Requirements | Copy out everything in the material below, from its start down to the line containing "[869, 410, 996, 532]", keeping the wording unchanged. Leave out the pictures.

[Region labeling records]

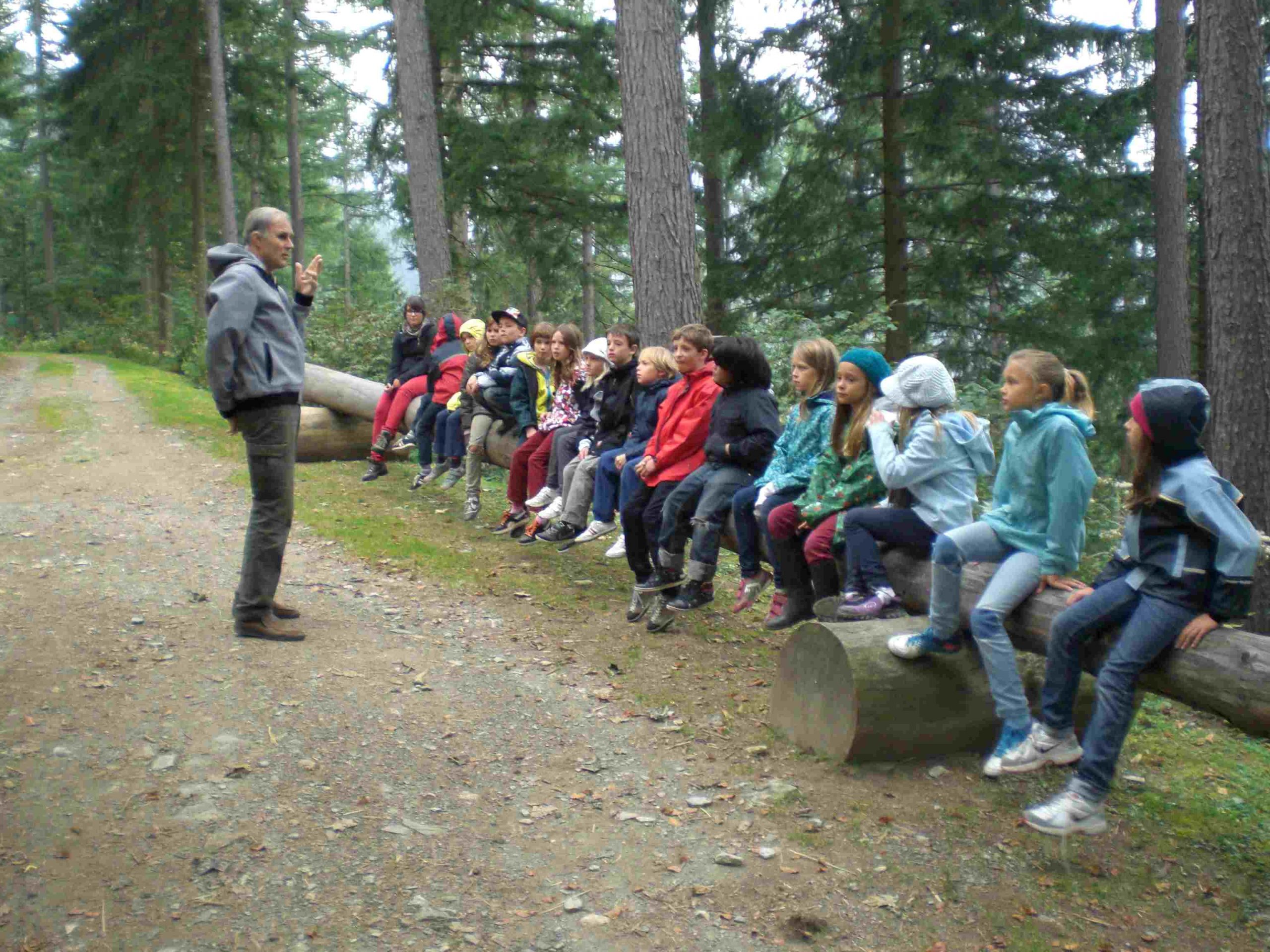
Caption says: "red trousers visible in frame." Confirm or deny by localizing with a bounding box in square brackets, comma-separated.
[371, 374, 428, 443]
[507, 430, 555, 509]
[767, 503, 838, 565]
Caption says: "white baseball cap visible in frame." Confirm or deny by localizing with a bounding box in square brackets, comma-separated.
[581, 338, 613, 367]
[882, 354, 956, 410]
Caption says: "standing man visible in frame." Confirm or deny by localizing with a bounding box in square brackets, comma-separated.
[207, 208, 321, 641]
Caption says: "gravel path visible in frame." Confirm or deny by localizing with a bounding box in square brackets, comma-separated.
[0, 359, 792, 950]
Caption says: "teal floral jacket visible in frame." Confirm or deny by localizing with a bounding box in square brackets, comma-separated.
[755, 391, 834, 492]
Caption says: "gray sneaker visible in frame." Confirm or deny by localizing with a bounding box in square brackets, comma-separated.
[1023, 789, 1107, 836]
[1001, 721, 1084, 773]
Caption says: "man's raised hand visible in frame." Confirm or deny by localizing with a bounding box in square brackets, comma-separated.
[296, 255, 321, 297]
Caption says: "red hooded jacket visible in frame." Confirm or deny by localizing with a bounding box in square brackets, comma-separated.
[431, 311, 467, 406]
[644, 360, 721, 486]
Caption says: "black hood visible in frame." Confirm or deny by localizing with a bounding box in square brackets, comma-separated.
[1130, 378, 1209, 466]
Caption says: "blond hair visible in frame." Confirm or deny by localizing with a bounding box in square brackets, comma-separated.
[1006, 349, 1095, 420]
[829, 378, 878, 460]
[790, 338, 838, 420]
[639, 347, 678, 377]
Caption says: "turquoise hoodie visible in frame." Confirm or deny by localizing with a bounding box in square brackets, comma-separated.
[755, 390, 834, 492]
[982, 403, 1097, 575]
[869, 410, 996, 532]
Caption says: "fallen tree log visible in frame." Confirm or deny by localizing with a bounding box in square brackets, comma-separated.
[883, 549, 1270, 737]
[296, 406, 409, 463]
[768, 618, 1093, 760]
[305, 364, 1270, 736]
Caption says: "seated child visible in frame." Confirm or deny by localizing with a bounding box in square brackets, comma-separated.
[541, 324, 639, 552]
[763, 347, 890, 631]
[1001, 379, 1261, 836]
[837, 357, 996, 621]
[421, 319, 490, 489]
[732, 338, 838, 612]
[362, 295, 437, 482]
[887, 351, 1096, 777]
[622, 324, 721, 631]
[589, 347, 678, 558]
[636, 338, 781, 612]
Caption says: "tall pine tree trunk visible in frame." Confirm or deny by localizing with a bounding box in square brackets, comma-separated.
[1198, 0, 1270, 631]
[1150, 0, 1191, 377]
[30, 0, 62, 334]
[392, 0, 449, 308]
[203, 0, 239, 242]
[617, 0, 701, 344]
[189, 9, 207, 316]
[882, 0, 912, 362]
[286, 0, 305, 271]
[581, 225, 596, 340]
[697, 0, 729, 334]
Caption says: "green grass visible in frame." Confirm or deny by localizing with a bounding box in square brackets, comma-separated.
[36, 357, 75, 377]
[36, 400, 66, 430]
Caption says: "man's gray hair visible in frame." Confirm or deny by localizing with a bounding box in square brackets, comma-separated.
[243, 206, 290, 246]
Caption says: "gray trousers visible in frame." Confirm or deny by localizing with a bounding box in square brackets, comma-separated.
[234, 404, 300, 622]
[560, 451, 599, 526]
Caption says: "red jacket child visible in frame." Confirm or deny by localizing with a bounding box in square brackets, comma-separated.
[431, 311, 467, 406]
[644, 360, 721, 486]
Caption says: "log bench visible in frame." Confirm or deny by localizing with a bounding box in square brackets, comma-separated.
[297, 364, 1270, 760]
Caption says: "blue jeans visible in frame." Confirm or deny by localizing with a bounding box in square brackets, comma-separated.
[1040, 579, 1197, 800]
[432, 410, 467, 460]
[931, 522, 1040, 728]
[842, 505, 935, 592]
[590, 447, 639, 522]
[657, 463, 755, 581]
[414, 400, 446, 466]
[732, 483, 807, 588]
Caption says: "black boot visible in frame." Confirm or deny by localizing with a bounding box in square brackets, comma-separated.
[763, 585, 816, 631]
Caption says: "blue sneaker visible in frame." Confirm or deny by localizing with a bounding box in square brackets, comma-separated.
[983, 721, 1031, 777]
[887, 628, 961, 660]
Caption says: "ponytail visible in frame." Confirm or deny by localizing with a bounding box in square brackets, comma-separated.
[1063, 367, 1096, 420]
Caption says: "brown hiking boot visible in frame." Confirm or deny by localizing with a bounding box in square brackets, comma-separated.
[234, 614, 305, 641]
[273, 601, 300, 618]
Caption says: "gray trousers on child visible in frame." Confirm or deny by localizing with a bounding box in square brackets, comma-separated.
[234, 404, 300, 622]
[560, 451, 599, 526]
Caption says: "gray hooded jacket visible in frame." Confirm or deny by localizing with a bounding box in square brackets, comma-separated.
[207, 245, 313, 416]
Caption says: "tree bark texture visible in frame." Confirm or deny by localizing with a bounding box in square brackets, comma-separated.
[30, 0, 62, 334]
[1198, 0, 1270, 631]
[1150, 0, 1191, 377]
[286, 0, 308, 271]
[189, 10, 207, 317]
[581, 225, 596, 340]
[882, 0, 912, 363]
[697, 0, 730, 334]
[203, 0, 239, 242]
[392, 0, 459, 310]
[617, 0, 701, 344]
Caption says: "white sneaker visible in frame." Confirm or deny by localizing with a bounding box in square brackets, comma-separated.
[524, 486, 560, 509]
[1023, 789, 1107, 836]
[574, 519, 617, 544]
[1001, 721, 1084, 773]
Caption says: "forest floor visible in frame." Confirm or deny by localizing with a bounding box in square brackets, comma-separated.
[0, 354, 1270, 952]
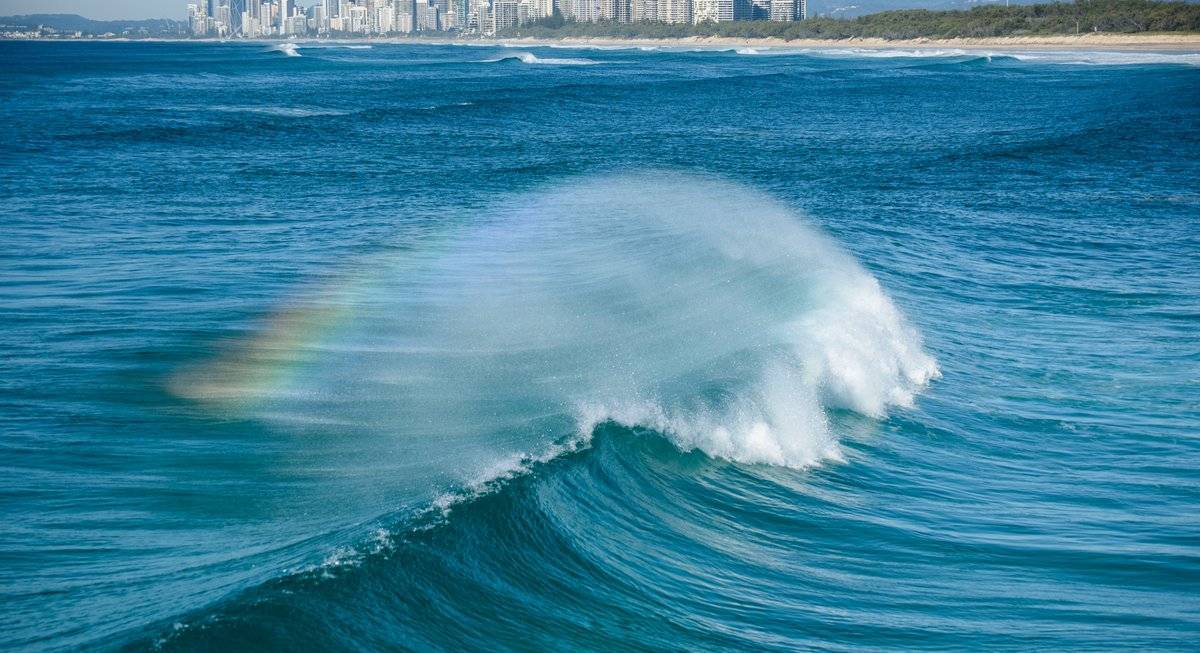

Exercise solution |
Caption says: "red trousers visible in frame." Confirm or deny by localizing with a bounding box in square brackets, comma-separated.
[371, 374, 428, 443]
[507, 430, 555, 509]
[767, 503, 838, 565]
Caption says: "white baseball cap visible in frame." Confirm or deny by localizing with a bounding box in square brackets, comma-separated.
[581, 338, 613, 367]
[882, 354, 956, 410]
Caption says: "standing man visible in frame." Confirm or deny by localizing with a bounding box in square brackets, comma-separated.
[207, 208, 321, 641]
Caption says: "gravel path visible in frame." Confirm or deny by localizing with a bounding box in square brackets, comma-separated.
[0, 359, 792, 950]
Caption says: "teal floral jacket visible in frame." Confirm or deny by localizing with a bounding box in square brackets, comma-separated.
[755, 391, 834, 492]
Caption says: "gray sneaker visible in frame." Confirm or deny by localizing with a bounding box in square brackets, comma-separated.
[1023, 789, 1107, 836]
[1001, 721, 1084, 773]
Caption says: "man's raised hand visible in frame." Confirm or deny by localizing with a bounding box in square brackets, comma-separated.
[296, 255, 321, 297]
Caption says: "red hooded jacket visible in frame." Confirm or deny by localizing with a bounding box in square brackets, comma-separated.
[431, 311, 467, 406]
[644, 360, 721, 486]
Caption says: "black hood visible in frame." Confirm or deny by localizing with a bounding box in square brackets, comma-separated.
[1130, 378, 1209, 466]
Caption says: "blond hair visible in frame." Confirm or deny by localizing with a bounding box in square brackets, comma-separated.
[1006, 349, 1095, 420]
[829, 378, 878, 460]
[790, 338, 838, 420]
[639, 347, 678, 377]
Caption says: "turquoise hoodie visible in frame." Confirm or deny by localizing with a bounding box in square brackets, comma-separated.
[755, 390, 834, 492]
[982, 403, 1097, 575]
[869, 410, 996, 532]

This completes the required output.